** Provided data **
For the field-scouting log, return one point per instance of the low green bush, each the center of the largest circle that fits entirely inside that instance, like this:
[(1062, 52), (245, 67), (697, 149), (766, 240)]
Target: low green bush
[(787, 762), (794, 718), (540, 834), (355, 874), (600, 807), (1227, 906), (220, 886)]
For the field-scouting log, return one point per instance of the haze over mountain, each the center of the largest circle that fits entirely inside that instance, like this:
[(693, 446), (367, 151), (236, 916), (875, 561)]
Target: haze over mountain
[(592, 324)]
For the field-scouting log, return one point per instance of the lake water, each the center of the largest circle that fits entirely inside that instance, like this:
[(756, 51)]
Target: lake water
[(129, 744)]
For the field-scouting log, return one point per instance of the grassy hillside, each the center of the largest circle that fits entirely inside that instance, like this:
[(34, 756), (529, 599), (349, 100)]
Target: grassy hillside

** Your assignment **
Respond with only the number of lines in the data that include the string "instance".

** Answer section **
4